## Exercise task
The line containing "Annotation task: mark the bird's beak" and every line after it, through the last, are to be extracted exactly; no other lines belong in the answer.

==========

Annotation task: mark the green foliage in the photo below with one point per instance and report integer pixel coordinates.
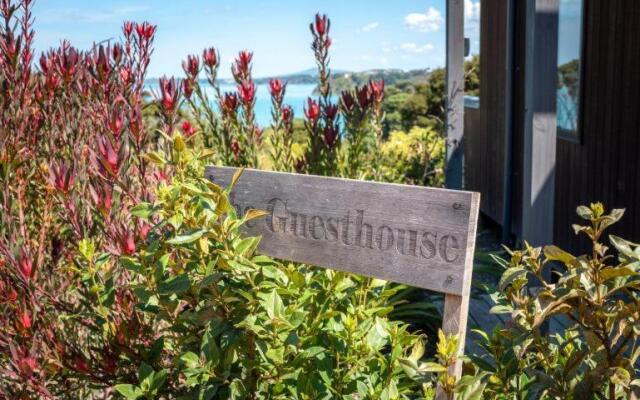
(595, 295)
(416, 157)
(231, 324)
(420, 102)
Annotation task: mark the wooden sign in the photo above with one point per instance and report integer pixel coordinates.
(408, 234)
(414, 235)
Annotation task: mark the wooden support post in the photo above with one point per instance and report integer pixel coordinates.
(455, 94)
(541, 50)
(454, 322)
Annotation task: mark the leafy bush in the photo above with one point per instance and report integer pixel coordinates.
(230, 324)
(595, 295)
(416, 157)
(122, 272)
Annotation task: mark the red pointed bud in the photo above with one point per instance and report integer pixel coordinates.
(330, 136)
(187, 88)
(287, 114)
(247, 92)
(276, 88)
(210, 57)
(235, 147)
(25, 265)
(27, 366)
(331, 111)
(347, 101)
(127, 28)
(23, 322)
(191, 66)
(376, 88)
(312, 110)
(187, 129)
(322, 24)
(364, 98)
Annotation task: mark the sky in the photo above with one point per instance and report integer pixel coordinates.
(404, 34)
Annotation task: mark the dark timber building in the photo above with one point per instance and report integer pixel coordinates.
(558, 120)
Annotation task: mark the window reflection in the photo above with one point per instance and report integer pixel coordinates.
(569, 54)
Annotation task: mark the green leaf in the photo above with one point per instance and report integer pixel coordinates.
(87, 249)
(273, 304)
(131, 392)
(584, 212)
(510, 275)
(177, 284)
(555, 253)
(378, 334)
(210, 348)
(142, 210)
(188, 238)
(247, 244)
(610, 273)
(432, 367)
(145, 371)
(131, 264)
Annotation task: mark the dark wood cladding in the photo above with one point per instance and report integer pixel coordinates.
(605, 165)
(484, 130)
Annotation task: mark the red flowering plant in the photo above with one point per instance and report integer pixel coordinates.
(282, 128)
(72, 167)
(362, 110)
(231, 131)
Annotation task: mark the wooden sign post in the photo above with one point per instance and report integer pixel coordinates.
(418, 236)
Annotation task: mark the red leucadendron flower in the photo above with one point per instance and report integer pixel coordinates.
(169, 94)
(287, 114)
(62, 176)
(191, 66)
(24, 322)
(210, 57)
(276, 88)
(25, 265)
(230, 103)
(247, 92)
(187, 129)
(312, 110)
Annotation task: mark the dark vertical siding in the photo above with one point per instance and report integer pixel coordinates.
(605, 165)
(484, 141)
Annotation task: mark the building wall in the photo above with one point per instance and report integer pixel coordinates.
(605, 165)
(484, 130)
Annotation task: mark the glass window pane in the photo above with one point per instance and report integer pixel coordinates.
(569, 55)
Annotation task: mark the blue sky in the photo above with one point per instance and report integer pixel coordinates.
(402, 34)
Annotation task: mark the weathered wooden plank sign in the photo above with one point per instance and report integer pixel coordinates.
(408, 234)
(419, 236)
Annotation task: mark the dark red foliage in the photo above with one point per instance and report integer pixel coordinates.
(287, 114)
(312, 110)
(187, 129)
(247, 92)
(210, 57)
(276, 88)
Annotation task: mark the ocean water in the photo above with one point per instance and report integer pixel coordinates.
(296, 96)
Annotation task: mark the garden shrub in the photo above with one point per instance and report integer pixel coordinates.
(230, 324)
(416, 157)
(595, 295)
(122, 271)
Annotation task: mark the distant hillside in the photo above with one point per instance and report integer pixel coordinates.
(340, 79)
(349, 80)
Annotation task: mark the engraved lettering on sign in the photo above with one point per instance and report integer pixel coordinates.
(353, 229)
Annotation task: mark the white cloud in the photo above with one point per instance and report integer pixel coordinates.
(99, 15)
(431, 21)
(414, 48)
(472, 23)
(369, 27)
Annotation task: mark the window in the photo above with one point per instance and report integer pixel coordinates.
(569, 68)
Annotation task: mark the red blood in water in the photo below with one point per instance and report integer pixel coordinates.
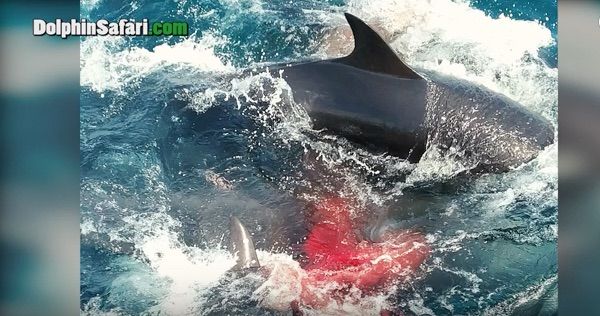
(335, 253)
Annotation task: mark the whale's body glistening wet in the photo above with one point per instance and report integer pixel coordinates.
(374, 98)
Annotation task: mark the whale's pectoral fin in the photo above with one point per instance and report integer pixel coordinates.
(242, 246)
(373, 54)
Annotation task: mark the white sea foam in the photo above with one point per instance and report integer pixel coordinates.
(108, 64)
(442, 35)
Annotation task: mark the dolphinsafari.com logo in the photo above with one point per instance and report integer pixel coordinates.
(124, 27)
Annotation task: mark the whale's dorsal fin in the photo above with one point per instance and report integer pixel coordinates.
(242, 246)
(372, 53)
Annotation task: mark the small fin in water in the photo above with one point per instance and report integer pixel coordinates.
(242, 246)
(372, 53)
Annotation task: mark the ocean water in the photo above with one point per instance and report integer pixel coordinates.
(174, 141)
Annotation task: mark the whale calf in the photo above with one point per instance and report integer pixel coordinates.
(373, 98)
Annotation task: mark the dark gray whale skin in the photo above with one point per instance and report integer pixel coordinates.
(373, 98)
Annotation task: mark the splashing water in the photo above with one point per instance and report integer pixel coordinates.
(164, 121)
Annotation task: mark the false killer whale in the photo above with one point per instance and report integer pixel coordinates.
(372, 97)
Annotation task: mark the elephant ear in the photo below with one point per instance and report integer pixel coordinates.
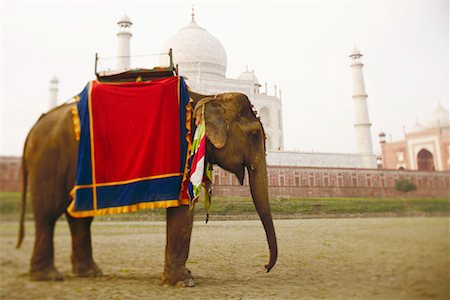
(216, 123)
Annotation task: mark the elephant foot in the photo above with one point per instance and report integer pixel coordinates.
(179, 278)
(90, 270)
(50, 274)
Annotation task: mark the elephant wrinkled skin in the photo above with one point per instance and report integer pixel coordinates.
(235, 142)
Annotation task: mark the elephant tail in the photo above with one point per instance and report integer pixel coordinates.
(24, 203)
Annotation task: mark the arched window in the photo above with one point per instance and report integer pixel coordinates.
(425, 160)
(265, 116)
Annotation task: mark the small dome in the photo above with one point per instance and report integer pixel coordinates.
(125, 19)
(439, 118)
(417, 127)
(249, 76)
(196, 50)
(355, 52)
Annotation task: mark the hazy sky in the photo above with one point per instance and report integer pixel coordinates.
(301, 46)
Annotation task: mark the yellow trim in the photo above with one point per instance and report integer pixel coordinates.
(77, 187)
(91, 129)
(121, 209)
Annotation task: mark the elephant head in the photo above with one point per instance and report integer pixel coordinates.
(236, 141)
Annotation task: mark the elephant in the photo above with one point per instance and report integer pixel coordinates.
(235, 142)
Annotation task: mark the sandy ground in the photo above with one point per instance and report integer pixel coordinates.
(371, 258)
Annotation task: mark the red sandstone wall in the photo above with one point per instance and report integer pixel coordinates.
(289, 182)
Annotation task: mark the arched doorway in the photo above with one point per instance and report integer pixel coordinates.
(425, 160)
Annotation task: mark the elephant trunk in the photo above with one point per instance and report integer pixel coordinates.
(258, 185)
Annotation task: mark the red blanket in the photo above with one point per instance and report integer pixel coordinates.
(133, 146)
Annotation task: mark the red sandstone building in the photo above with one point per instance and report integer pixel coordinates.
(424, 148)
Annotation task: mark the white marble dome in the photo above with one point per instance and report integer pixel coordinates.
(439, 118)
(249, 76)
(196, 50)
(417, 127)
(125, 20)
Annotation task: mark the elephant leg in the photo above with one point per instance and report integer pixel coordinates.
(43, 259)
(83, 264)
(178, 238)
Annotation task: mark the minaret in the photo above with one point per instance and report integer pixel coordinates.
(362, 122)
(53, 92)
(123, 43)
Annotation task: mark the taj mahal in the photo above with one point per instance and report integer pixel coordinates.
(202, 60)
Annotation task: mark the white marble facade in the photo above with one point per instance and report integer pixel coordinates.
(202, 59)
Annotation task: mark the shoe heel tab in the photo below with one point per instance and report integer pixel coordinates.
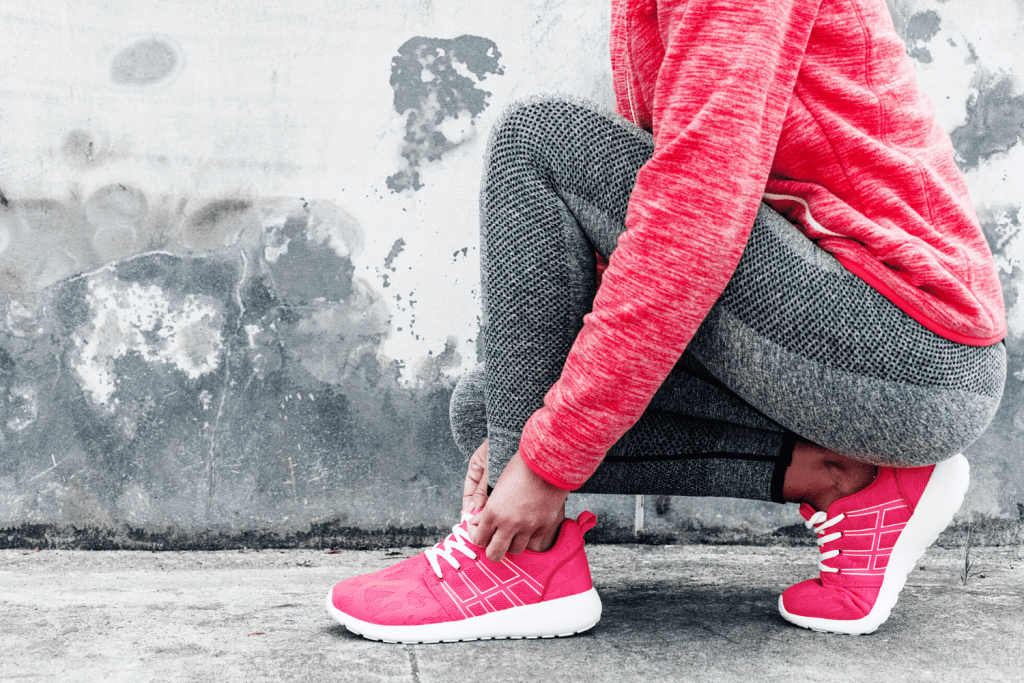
(586, 520)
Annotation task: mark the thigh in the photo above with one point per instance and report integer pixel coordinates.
(823, 354)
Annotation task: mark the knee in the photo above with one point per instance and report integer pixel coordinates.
(468, 412)
(529, 126)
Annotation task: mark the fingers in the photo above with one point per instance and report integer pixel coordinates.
(499, 545)
(479, 498)
(476, 480)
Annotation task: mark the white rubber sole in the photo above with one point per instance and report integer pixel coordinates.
(553, 619)
(942, 498)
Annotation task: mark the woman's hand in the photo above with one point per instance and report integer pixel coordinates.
(521, 507)
(474, 493)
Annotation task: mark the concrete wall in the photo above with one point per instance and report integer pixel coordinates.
(239, 258)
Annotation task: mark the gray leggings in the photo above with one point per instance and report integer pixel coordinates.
(797, 347)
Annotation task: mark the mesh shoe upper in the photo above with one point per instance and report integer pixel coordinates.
(856, 539)
(410, 593)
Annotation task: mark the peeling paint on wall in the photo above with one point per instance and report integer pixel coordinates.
(435, 88)
(193, 354)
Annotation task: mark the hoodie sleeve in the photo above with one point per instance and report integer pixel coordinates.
(720, 97)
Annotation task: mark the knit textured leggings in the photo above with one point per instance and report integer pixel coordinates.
(796, 348)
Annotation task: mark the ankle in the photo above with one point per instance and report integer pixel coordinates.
(544, 543)
(819, 477)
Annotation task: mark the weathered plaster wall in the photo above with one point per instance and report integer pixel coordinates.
(239, 256)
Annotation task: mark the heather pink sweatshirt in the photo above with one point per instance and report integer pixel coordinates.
(810, 104)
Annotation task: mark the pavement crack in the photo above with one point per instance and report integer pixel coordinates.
(413, 664)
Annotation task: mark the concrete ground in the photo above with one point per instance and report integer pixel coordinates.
(677, 612)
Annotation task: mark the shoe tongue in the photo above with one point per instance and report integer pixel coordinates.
(807, 511)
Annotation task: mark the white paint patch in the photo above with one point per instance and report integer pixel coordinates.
(23, 407)
(947, 78)
(131, 317)
(251, 332)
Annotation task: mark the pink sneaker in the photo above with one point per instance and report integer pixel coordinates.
(871, 540)
(453, 592)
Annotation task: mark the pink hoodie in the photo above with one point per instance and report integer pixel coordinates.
(810, 104)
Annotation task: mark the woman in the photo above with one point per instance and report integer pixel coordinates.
(799, 306)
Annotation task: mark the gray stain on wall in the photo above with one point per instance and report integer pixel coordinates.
(994, 119)
(435, 87)
(144, 62)
(182, 392)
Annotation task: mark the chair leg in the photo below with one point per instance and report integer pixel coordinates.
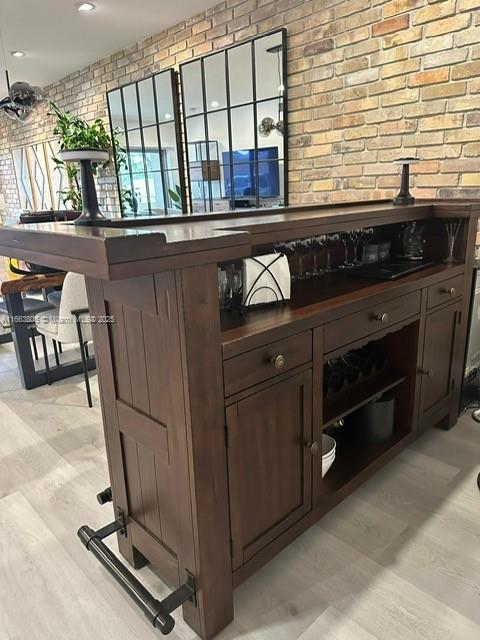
(45, 355)
(82, 345)
(34, 343)
(55, 350)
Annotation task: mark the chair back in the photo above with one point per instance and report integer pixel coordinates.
(74, 296)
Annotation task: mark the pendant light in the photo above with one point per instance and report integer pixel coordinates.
(268, 124)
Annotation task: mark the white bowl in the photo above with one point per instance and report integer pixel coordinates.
(326, 464)
(329, 448)
(328, 445)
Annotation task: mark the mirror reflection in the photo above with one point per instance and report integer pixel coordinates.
(148, 158)
(234, 113)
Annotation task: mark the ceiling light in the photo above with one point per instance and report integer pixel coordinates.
(84, 7)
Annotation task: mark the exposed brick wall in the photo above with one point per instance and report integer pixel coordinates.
(369, 81)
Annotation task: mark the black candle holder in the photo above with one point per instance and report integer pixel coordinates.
(404, 196)
(91, 214)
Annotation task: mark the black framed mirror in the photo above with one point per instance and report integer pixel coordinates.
(235, 125)
(144, 117)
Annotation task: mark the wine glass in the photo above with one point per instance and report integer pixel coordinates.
(452, 227)
(318, 242)
(332, 242)
(303, 247)
(356, 235)
(367, 236)
(346, 238)
(290, 253)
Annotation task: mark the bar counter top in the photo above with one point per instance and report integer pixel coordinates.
(127, 247)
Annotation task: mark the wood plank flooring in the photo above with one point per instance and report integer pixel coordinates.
(399, 560)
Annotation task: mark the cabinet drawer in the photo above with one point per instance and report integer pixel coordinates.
(266, 362)
(444, 291)
(361, 324)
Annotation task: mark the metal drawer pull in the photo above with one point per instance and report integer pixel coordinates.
(279, 362)
(451, 291)
(158, 612)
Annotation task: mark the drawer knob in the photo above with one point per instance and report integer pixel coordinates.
(279, 361)
(451, 291)
(427, 372)
(314, 447)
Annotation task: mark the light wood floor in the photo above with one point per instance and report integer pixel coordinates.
(399, 560)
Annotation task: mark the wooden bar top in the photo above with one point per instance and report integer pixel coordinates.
(130, 247)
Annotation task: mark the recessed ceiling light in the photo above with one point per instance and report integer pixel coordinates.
(84, 7)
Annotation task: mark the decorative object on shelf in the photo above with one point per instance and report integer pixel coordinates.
(332, 242)
(404, 197)
(268, 125)
(351, 367)
(266, 279)
(452, 227)
(412, 241)
(374, 422)
(90, 211)
(86, 144)
(346, 239)
(22, 100)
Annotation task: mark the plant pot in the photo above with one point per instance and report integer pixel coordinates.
(90, 212)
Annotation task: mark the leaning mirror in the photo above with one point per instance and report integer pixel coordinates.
(148, 156)
(235, 119)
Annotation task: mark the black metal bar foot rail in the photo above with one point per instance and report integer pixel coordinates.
(158, 612)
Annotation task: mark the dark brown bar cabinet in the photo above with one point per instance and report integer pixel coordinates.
(214, 420)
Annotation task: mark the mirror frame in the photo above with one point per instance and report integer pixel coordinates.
(228, 109)
(176, 120)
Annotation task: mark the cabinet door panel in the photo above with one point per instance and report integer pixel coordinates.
(440, 332)
(269, 463)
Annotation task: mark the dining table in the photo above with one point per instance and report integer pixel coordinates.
(21, 309)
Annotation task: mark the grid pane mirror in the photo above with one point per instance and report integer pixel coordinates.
(235, 116)
(143, 117)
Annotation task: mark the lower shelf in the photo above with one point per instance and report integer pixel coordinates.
(352, 457)
(351, 398)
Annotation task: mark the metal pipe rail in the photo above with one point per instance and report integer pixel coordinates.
(157, 612)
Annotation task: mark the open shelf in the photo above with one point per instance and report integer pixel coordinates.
(340, 404)
(352, 457)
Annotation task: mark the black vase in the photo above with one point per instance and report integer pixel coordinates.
(91, 214)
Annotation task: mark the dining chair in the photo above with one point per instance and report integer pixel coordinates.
(68, 323)
(31, 306)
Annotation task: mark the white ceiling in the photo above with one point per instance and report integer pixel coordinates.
(57, 39)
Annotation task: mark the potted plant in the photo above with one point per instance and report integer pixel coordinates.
(88, 145)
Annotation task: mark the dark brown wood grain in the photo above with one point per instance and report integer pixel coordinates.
(260, 364)
(206, 446)
(22, 284)
(174, 372)
(370, 320)
(270, 463)
(148, 246)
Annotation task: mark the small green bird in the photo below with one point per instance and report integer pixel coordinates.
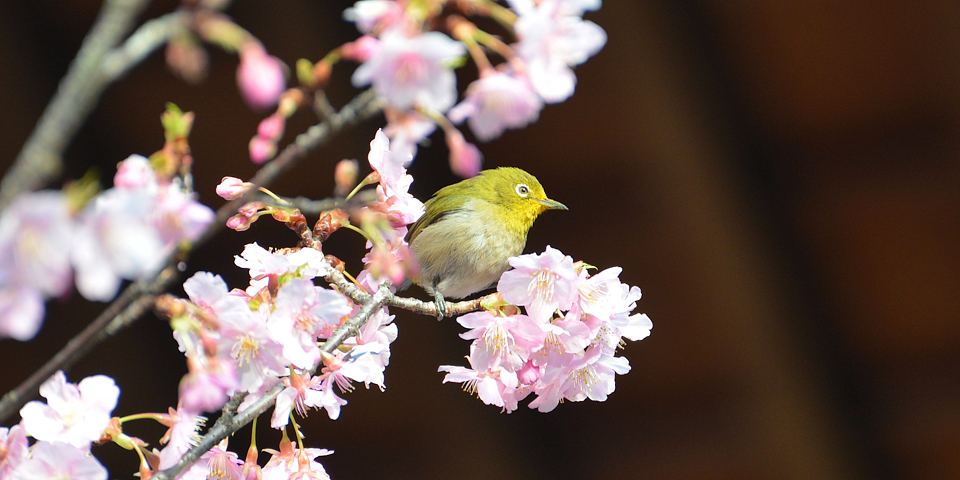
(471, 228)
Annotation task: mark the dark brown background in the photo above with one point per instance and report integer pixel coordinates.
(780, 178)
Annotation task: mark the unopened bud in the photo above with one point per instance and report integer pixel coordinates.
(345, 176)
(260, 77)
(262, 149)
(271, 128)
(232, 187)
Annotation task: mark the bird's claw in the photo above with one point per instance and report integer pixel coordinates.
(441, 305)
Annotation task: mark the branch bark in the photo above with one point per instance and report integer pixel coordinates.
(40, 160)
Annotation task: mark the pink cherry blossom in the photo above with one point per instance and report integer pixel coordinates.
(271, 128)
(178, 216)
(262, 149)
(300, 314)
(542, 283)
(406, 130)
(289, 461)
(208, 385)
(552, 41)
(393, 191)
(496, 345)
(75, 414)
(217, 463)
(493, 387)
(232, 187)
(135, 173)
(416, 71)
(59, 460)
(36, 236)
(14, 449)
(373, 15)
(496, 102)
(245, 340)
(268, 266)
(182, 434)
(300, 392)
(127, 233)
(361, 49)
(465, 157)
(260, 77)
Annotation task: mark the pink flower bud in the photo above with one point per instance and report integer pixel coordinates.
(272, 127)
(231, 187)
(361, 49)
(251, 209)
(239, 222)
(134, 173)
(262, 149)
(345, 176)
(260, 77)
(465, 157)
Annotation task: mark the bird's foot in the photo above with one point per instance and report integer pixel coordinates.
(441, 305)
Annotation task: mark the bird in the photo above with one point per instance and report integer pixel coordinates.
(470, 229)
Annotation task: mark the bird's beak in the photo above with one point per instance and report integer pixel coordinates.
(552, 204)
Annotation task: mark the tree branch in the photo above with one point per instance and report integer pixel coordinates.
(40, 159)
(129, 306)
(229, 421)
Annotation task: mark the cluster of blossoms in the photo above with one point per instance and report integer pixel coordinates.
(563, 348)
(75, 417)
(125, 232)
(410, 64)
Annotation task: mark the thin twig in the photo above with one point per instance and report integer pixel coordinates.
(360, 108)
(355, 293)
(309, 206)
(230, 422)
(40, 160)
(134, 301)
(150, 36)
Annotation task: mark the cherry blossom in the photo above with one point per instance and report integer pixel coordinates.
(75, 414)
(36, 235)
(415, 71)
(552, 41)
(59, 460)
(301, 313)
(260, 77)
(496, 102)
(541, 282)
(289, 461)
(13, 449)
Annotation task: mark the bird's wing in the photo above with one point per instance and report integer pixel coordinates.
(435, 210)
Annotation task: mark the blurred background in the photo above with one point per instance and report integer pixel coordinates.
(780, 178)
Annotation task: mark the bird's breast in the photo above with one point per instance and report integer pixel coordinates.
(465, 252)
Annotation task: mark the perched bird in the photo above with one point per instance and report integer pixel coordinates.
(471, 228)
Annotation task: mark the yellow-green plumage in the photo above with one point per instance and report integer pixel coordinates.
(471, 228)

==========

## Exercise response
Annotation task: mark the bird's beak in the photo above with one point per instance and report integer pixel coordinates.
(552, 204)
Annotation task: mark the tree branch in the photo above with one point per instance and report integer pixel coordinates.
(40, 159)
(129, 306)
(229, 421)
Annotation task: mark the cluster of blossoms in the photo above with one point per instance and report integer pixel coordinates.
(563, 348)
(75, 417)
(125, 232)
(410, 64)
Annotation task: mark the thin twig in the photo above with one point per instance and report integer pixel coordinates.
(360, 108)
(355, 293)
(309, 206)
(230, 422)
(40, 160)
(134, 301)
(150, 36)
Annotation task: mark the cherry blossom in the photo above with one point per instance and report integer pixel coordinates.
(75, 414)
(36, 235)
(415, 71)
(552, 41)
(59, 460)
(301, 313)
(260, 77)
(496, 102)
(541, 282)
(289, 461)
(13, 449)
Annotation task: mark the bird's wing in the photo above with one point per instance and report integer pixel coordinates.
(435, 210)
Annotation task: mark the blurred background in the photo above with one point per instance and report integer pixel coordinates.
(780, 178)
Annotation task: mark the bird's breast in the photo above with one point per instance and report integer pixel coordinates.
(465, 252)
Annotation task: mark the perched bird in the photo above with one point per instance and report integer pixel coordinates.
(471, 228)
Annotation task: mark the yellow-green plumage in the photo above with one point per instance and report integer pixel coordinates.
(471, 228)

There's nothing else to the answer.